» **Location identification entries**:
+ + + + +
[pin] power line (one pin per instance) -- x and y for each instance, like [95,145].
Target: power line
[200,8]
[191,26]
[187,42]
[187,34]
+ + + + +
» **SET EXERCISE**: Retype all of the material above line for line, keeping every character unchanged.

» **CORRECT ANSWER**:
[pin] power line (one pin per instance) -- x and y for each instance, like [95,145].
Target: power line
[200,8]
[191,26]
[187,42]
[187,34]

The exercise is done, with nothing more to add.